(Point-per-instance localization data)
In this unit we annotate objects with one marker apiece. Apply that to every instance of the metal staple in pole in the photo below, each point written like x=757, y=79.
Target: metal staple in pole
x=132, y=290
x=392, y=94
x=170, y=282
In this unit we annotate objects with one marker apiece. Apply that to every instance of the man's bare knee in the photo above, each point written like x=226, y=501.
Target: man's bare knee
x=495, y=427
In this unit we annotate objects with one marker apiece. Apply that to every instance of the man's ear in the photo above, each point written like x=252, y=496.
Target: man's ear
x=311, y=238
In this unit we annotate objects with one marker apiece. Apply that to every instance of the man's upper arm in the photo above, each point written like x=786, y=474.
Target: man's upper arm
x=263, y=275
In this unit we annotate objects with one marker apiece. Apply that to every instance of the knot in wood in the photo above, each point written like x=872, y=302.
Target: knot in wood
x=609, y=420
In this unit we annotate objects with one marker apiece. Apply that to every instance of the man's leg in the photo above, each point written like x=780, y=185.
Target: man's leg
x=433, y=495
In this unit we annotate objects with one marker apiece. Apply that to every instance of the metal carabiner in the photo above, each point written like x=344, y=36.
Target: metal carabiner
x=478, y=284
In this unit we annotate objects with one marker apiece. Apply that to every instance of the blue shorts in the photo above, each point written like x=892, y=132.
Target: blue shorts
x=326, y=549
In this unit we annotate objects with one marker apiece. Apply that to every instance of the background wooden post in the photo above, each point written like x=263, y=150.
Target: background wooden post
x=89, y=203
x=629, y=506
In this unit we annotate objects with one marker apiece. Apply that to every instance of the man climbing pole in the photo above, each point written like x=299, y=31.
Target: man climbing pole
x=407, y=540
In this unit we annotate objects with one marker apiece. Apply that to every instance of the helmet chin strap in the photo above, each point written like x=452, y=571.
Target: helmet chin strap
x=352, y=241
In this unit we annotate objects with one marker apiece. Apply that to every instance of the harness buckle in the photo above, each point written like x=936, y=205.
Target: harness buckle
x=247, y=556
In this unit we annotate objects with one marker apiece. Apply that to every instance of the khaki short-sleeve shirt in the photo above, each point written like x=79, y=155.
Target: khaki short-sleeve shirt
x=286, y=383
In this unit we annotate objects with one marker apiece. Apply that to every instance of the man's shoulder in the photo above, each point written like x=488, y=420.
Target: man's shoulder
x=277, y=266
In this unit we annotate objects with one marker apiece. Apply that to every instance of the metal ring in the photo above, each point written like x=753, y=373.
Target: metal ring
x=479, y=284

- WHAT TO PRODUCE -
What is wanted is an exact copy of the data.

- YOUR RESPONSE -
In this unit we annotate objects with one marker apiece. Apply that to every instance of the metal staple in pole in the photo below, each point written like x=757, y=79.
Target: metal staple in pole
x=132, y=290
x=392, y=94
x=170, y=282
In this unit we annotate objects with one marker apiece. Apply that to every instance of the man's bare knee in the photo above, each point written like x=226, y=501.
Target: man's bare knee
x=495, y=427
In this unit we annotate objects with one marker apiece. Apply that to every instance of the man's ear in the photo above, each point written like x=252, y=496.
Target: man's ear
x=311, y=238
In this unit we annotate objects with one marker apiece. Apply that to every instance of the man's upper arm in the photo above, each point written like x=786, y=474.
Target: man's upper arm
x=263, y=275
In this unit we annotate objects with one marker apiece. Apply that to every instance of the knot in wood in the photo above, each point written like x=872, y=302.
Target: knot in wood
x=609, y=420
In this unit we annotate objects with one marker apiece. Apply that to every instance of the man's leg in the photo above, each point written like x=780, y=185.
Target: man's leg
x=433, y=495
In this unit we annotate objects with one marker apiece. Apply that to every instance of the metal carabiner in the photo above, each point written like x=344, y=36.
Target: metal carabiner
x=478, y=284
In this unit we annotate objects with one marker apiece. Apply that to every instance of the blue shorts in the photo above, each point written like x=892, y=132.
Target: blue shorts
x=326, y=549
In this unit we annotate objects with one marker apiece. Apply that to every instance of the background wooden post in the photo above, each point written like x=263, y=150.
Target: background wooden post
x=89, y=203
x=629, y=506
In this unit we annotate objects with one marker apiece. Apply that to every instance of the man climbing pole in the photo above, each point written like x=299, y=31.
Target: man climbing pole
x=407, y=540
In this unit we annotate objects with one marker apiece. Apply that to every instance of the helmet chin strap in the photo above, each point written like x=452, y=571.
Target: helmet chin strap
x=352, y=241
In this unit we annotate objects with one marker apiece. Apply that to every instance of the harness buckle in the photo above, each point written like x=936, y=205.
Target: harness buckle
x=247, y=556
In this unit we annotate objects with one marker apiece. Apply that to every instance of the khaki short-sleeve shirt in the photo above, each point written like x=79, y=155.
Target: khaki short-sleeve shirt
x=286, y=383
In this unit we annotate objects with one marker apiece. Apply that to every instance of the man's shoulder in the photo above, each point written like x=488, y=420.
Target: man's shoulder
x=277, y=266
In this unit we annotate objects with one marker apiece. Apply that to every instance of the metal ring in the photo above, each point written like x=753, y=373.
Target: metal ring
x=479, y=284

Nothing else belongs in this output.